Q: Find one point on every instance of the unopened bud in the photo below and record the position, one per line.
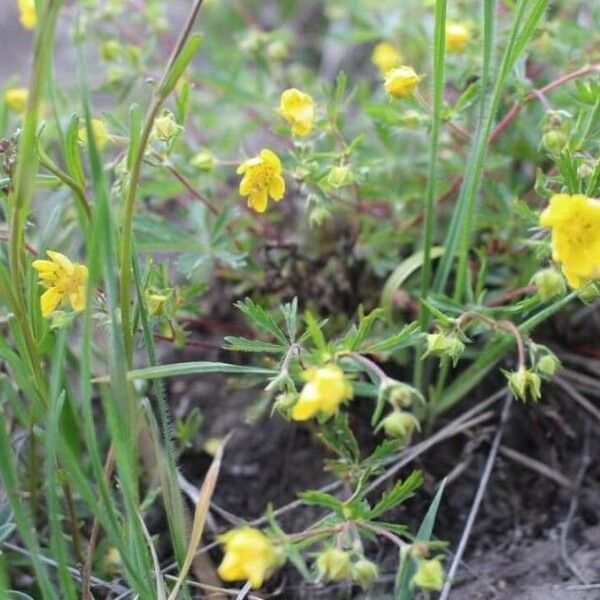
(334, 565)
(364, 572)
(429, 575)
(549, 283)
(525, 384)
...
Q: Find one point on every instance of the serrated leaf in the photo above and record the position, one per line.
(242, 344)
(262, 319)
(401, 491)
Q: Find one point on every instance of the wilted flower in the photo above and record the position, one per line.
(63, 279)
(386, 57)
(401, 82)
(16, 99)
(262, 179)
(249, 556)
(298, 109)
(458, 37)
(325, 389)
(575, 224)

Problem details >> Please find each line of the records that contains the word "above" and copy those lines out in full.

Complete output >>
Q: Find one point on every instance of the serrated leaf in the photo above and record the position, one per line.
Q: Find one point on every instance of the wilted flower in the photo above and record the position, one per line.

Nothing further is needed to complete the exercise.